_PAGE EXTRACT:_
We construct a 4 Kb SMTJ Ising computer to discuss the hardware scalability, as shown in Supplementary Figure 14a. This system is divided into 4 PEs, each PE contains 1024 SMTJs organized as a crossbar array. These SMTJs function as stochastic Ising spins, mirroring their counterparts in experimental setups. The primary distinction lies in the design of the write/read circuits and control mechanisms, as these SMTJs are configured in a crossbar architecture. The stochastic behavior for circuit simulation is described in Verilog A according to Supplementary Eq. (19), with the resistance of 10 k $\Omega$  (P state) and 20 k $\Omega$  (AP state). The bit line (BL) is designed as 8 columns (3-bit BL) and 16 columns (4-bit BL) per PE for different scenarios. Each column is assigned a read sense amplifier (RSA). One row of SMTJs of each PE is read per clock cycle. All peripheral circuits and NMOS can be implemented by Application-Specific Integrated Circuit (ASIC). Supplementary Figure 14b shows the 4-bit BL system, which has 64 columns (RSAs) in total, and needs 64 clock cycles to read all 4 Kb SMTJs.

Here is how we use this 4 Kb array when solving an Ising problem with a simple sequential mapping: First, the problem is mapped to an Ising model, and the parameters  $\langle J, h \rangle$  are calculated and stored. Second, one row of SMTJs of each PE is selected and corresponding Vin are sent to SMTJs by DAC. SMTJs will fluctuate under Vin for  $t > \tau 0$  ( $\tau 0$  is the retention time), and their states are readout (Vout = Vdd or 0 V) through RSA. After reading one row of SMTJ, matrix multiply calculates the partial sum of Vin for the next iteration according to Supplementary Eq. (6), as shown in Supplementary Figure 14c. After the first row has been retrieved, the same process for the second row of each PE can be started, so and so forth. After M SMTJs are written and read, one iteration is finished, and all the partial sums have been added up to the next Vin. Then DAC will prepare the next row of Vin to the RSAs parallelly each clock cycle. After accessing all rows of the 4 Kb array, the system starts from the first row again. After multiple iterations, the states of SMTJs can be observed as the solution to an Ising problem.

_STORED RECORDS:_
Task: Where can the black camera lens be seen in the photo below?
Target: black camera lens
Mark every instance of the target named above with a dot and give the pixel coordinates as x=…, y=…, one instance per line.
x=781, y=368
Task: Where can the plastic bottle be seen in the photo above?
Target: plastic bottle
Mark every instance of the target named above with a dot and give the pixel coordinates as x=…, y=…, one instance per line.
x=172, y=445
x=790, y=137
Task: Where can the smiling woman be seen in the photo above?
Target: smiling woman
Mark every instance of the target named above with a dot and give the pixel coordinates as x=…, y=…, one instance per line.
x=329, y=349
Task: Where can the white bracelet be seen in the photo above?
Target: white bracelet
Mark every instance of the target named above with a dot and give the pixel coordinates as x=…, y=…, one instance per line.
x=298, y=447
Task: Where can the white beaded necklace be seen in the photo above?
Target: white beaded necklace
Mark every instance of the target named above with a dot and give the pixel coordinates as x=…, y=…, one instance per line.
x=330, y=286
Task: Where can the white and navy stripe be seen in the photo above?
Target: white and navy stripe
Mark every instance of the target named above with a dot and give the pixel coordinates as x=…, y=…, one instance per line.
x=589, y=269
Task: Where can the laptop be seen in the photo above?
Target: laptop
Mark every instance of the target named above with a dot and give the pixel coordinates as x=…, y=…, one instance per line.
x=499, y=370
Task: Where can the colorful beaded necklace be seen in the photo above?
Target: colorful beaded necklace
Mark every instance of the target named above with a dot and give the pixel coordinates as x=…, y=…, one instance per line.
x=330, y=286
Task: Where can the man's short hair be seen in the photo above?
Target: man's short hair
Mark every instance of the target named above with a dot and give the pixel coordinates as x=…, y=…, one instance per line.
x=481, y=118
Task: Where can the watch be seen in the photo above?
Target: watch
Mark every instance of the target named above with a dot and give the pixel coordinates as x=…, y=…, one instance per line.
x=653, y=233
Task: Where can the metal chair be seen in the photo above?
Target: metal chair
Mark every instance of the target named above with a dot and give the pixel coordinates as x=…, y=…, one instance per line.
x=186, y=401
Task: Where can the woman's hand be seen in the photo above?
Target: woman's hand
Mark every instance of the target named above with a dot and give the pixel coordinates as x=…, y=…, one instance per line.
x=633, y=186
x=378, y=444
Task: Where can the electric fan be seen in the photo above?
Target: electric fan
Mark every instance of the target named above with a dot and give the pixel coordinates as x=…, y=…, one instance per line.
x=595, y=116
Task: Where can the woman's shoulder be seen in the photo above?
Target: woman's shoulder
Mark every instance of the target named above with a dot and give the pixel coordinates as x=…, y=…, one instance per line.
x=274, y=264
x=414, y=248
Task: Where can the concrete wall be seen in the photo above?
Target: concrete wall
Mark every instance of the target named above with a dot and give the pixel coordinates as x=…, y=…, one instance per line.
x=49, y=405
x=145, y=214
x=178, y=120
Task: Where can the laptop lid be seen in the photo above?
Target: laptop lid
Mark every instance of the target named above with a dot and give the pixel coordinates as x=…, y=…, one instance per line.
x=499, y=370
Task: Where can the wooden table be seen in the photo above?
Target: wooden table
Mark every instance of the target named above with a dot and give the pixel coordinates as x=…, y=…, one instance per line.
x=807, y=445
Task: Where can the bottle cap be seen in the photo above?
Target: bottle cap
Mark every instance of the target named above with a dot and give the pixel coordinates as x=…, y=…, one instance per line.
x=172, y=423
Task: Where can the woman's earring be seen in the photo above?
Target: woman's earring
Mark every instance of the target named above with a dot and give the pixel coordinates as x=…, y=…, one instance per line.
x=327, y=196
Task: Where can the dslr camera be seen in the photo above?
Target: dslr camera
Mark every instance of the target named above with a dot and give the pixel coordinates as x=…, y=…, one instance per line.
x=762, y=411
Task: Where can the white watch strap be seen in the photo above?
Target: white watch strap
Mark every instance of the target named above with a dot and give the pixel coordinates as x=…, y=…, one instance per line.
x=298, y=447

_WORK INSTRUCTIONS:_
Reproduce the passage on the 4 Kb SMTJ Ising computer in full, word for word.

_OUTPUT OF THE EXERCISE:_
We construct a 4 Kb SMTJ Ising computer to discuss the hardware scalability, as shown in Supplementary Figure 14a. This system is divided into 4 PEs, each PE contains 1024 SMTJs organized as a crossbar array. These SMTJs function as stochastic Ising spins, mirroring their counterparts in experimental setups. The primary distinction lies in the design of the write/read circuits and control mechanisms, as these SMTJs are configured in a crossbar architecture. The stochastic behavior for circuit simulation is described in Verilog A according to Supplementary Eq. (19), with the resistance of 10 k $\Omega$  (P state) and 20 k $\Omega$  (AP state). The bit line (BL) is designed as 8 columns (3-bit BL) and 16 columns (4-bit BL) per PE for different scenarios. Each column is assigned a read sense amplifier (RSA). One row of SMTJs of each PE is read per clock cycle. All peripheral circuits and NMOS can be implemented by Application-Specific Integrated Circuit (ASIC). Supplementary Figure 14b shows the 4-bit BL system, which has 64 columns (RSAs) in total, and needs 64 clock cycles to read all 4 Kb SMTJs.

Here is how we use this 4 Kb array when solving an Ising problem with a simple sequential mapping: First, the problem is mapped to an Ising model, and the parameters  $\langle J, h \rangle$  are calculated and stored. Second, one row of SMTJs of each PE is selected and corresponding Vin are sent to SMTJs by DAC. SMTJs will fluctuate under Vin for  $t > \tau 0$  ( $\tau 0$  is the retention time), and their states are readout (Vout = Vdd or 0 V) through RSA. After reading one row of SMTJ, matrix multiply calculates the partial sum of Vin for the next iteration according to Supplementary Eq. (6), as shown in Supplementary Figure 14c. After the first row has been retrieved, the same process for the second row of each PE can be started, so and so forth. After M SMTJs are written and read, one iteration is finished, and all the partial sums have been added up to the next Vin. Then DAC will prepare the next row of Vin to the RSAs parallelly each clock cycle. After accessing all rows of the 4 Kb array, the system starts from the first row again. After multiple iterations, the states of SMTJs can be observed as the solution to an Ising problem.